Problem to solve: Copy out the listing that follows, exactly, without its pictures.

(Beginning of Data for processing)

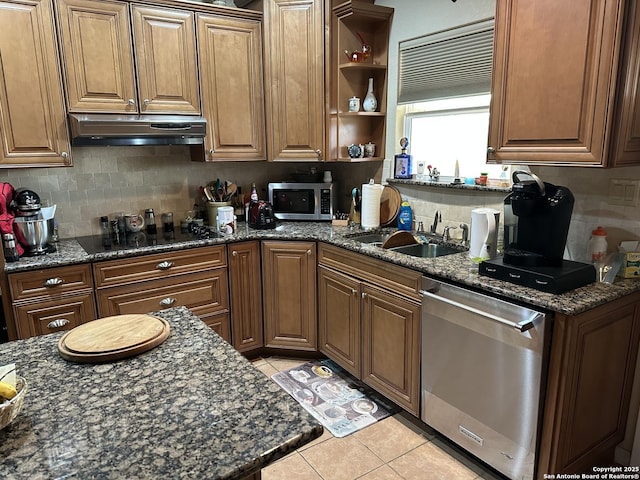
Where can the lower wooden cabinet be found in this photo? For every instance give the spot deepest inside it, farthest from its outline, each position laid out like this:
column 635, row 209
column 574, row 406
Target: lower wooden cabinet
column 194, row 278
column 591, row 371
column 52, row 299
column 54, row 315
column 245, row 284
column 367, row 326
column 289, row 294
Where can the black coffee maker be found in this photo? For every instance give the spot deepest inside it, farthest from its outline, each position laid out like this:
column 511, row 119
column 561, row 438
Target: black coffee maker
column 537, row 225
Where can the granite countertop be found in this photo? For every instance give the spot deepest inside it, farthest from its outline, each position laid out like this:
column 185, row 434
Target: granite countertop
column 455, row 268
column 193, row 407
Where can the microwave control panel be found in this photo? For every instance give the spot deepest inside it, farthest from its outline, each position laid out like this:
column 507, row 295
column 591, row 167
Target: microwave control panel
column 325, row 201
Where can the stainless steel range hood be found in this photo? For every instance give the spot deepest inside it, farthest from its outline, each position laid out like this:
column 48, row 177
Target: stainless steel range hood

(End of Data for processing)

Solution for this exercise:
Where can the lower wooden cabinet be found in this photo? For every instance give the spot deepest inside it, farthest from its outline, each position laid out like this:
column 635, row 209
column 574, row 406
Target: lower wooden cabinet
column 194, row 278
column 591, row 371
column 52, row 299
column 54, row 315
column 245, row 284
column 367, row 326
column 289, row 294
Where can the black coffee maker be found in this photo? For every instance give the spot deepest inside it, farthest from its outline, each position laid out like this:
column 511, row 119
column 561, row 438
Target: black coffee maker
column 537, row 225
Where can the granite countertop be found in this photo? For every instance give the spot deepest inside it, farthest from its outline, each position laid out like this:
column 185, row 434
Target: granite countertop
column 455, row 268
column 193, row 407
Where can the microwave control panel be found in this photo? For every instance give the spot deepest inside it, farthest from its outline, each position laid out like this:
column 507, row 295
column 591, row 167
Target: microwave control panel
column 325, row 201
Where can the stainless steel range hood be found in this photo? For every instance give the spot deepest inside it, farthest from its outline, each position laid out like this:
column 48, row 177
Target: stainless steel range hood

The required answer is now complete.